▶ **Requirement 1**
Using the passage on step-children contesting a Will, answer each question briefly:
(a) Under which Act can a Family Provision claim be made in Victoria?
(b) Which case established that a natural parent's death does not bar a step-child's claim?
(c) When there are both natural children and step-children, what does the court consider about the relationship between the applicant and the deceased?
▶ **Requirement 2**
Return the section of the passage on step-children contesting a Will from "Otherwise, section 90(f)" to "under s 90.", copied word for word.

Can a step-child contest a Will?
In Victoria, if you have been inadequately provided for in a Will or left out entirely, you may have the option to make a Family Provision claim, otherwise known as a Part IV or a Testator’s Family Maintenance List claim under the Administration and Probate Act 1958 (VIC) (‘the Act’).
Is a step-child eligible to contest a Will?
Under the Act, an application for a family provision order may only be made by, or on behalf of, an eligible person. Under section 90(c), a step-child is defined as an eligible person to contest a deceased’s Will if that are:
- under the age of 18 years; or;
- a full-time student aged between 18 years and 25 years; or
- a step-child with a disability.
Otherwise, section 90(f) applies to cover all other step-children who do not fall into the above criteria. In short, step-child is eligible to contest a Will under s 90.
Who is a step-child in a Will contest case?
As ‘step-child’ is not defined under the Act, common law has evolved to consider that a step-child is the natural child of a parent who was the spouse of, or in a domestic partnership with, the deceased.
This definition of step-child extends even to when the natural parent has passed away before the deceased. The case of Bail v Scott-Mackenzie  established this precedent and held that the death of a natural parent does not bar a step-child’s claim, so long as the relationship of the natural parent and step-parent was undissolved at the time of the death of the natural parent.
Approach to claims in Will contesting
When assessing the strength of a step-child’s claim to the Estate and the moral obligation the deceased to provide for the step-child in their Will, the court will consider the following:
- the age at which the relationship was assumed;
- the extent of other existing provision for the applicant;
- the actual degree of dependence;
- the extent to which responsibility for maintenance and advancement has been assumed by the deceased.
There are also other factors to be considered in these cases. For example, the children of the first marriage may have stood aside to allow a deceased spouse to make provision for the surviving spouse. This fact may be relevant to the question the court has to answer, but it is really only one of the matters to be considered by the court.
In the case of step-children, however, there are two circumstances of special relevance to be considered, namely:
- whether the step-parent’s assets have been derived in part from the funds or resources of the natural parent of the step-child; and
- where there are both natural children and step-children, whether the relationship between the applicant and the deceased was such that a lesser provision should be made for the step-child.
However, in most circumstances, an applicant who was a step-child will be treated like any other child and the usual tests of need, moral claim, competing claim, and other circumstances will be taken into account in determining what is adequate provision for the step-child and the moral obligation of the deceased to provide.

▶ **Data records**
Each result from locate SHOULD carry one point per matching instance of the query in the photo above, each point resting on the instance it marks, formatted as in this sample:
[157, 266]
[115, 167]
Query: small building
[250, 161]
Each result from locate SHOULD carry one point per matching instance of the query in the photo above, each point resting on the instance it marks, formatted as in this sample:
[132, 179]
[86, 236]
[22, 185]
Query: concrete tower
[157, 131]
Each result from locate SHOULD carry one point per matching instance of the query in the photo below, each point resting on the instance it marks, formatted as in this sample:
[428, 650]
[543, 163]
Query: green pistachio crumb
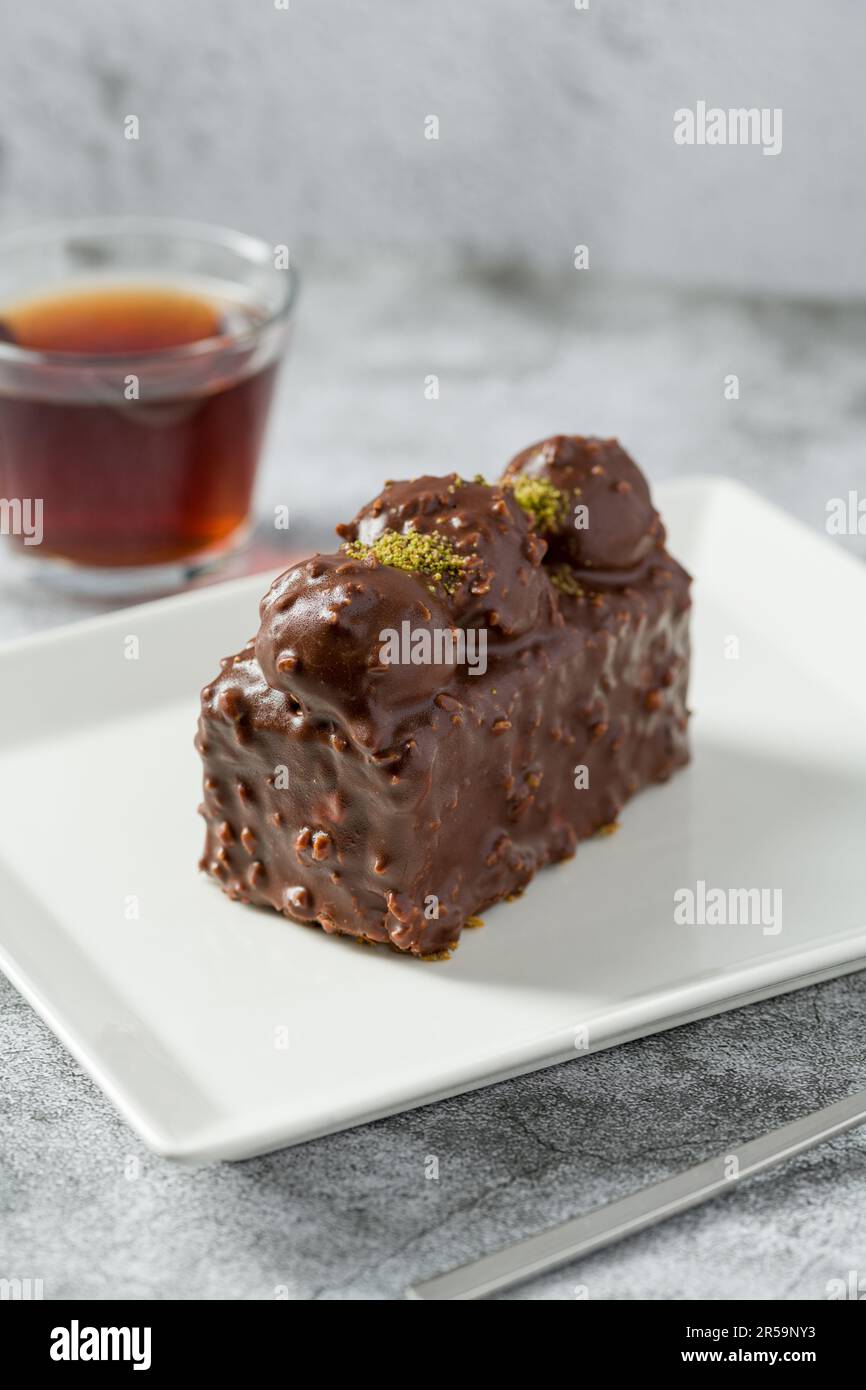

▶ **Expected output 1**
(a) The Administration and Probate Act 1958 (VIC).
(b) Bail v Scott-Mackenzie.
(c) Whether that relationship was such that a lesser provision should be made for the step-child.

▶ **Expected output 2**
Otherwise, section 90(f) applies to cover all other step-children who do not fall into the above criteria. In short, step-child is eligible to contest a Will under s 90.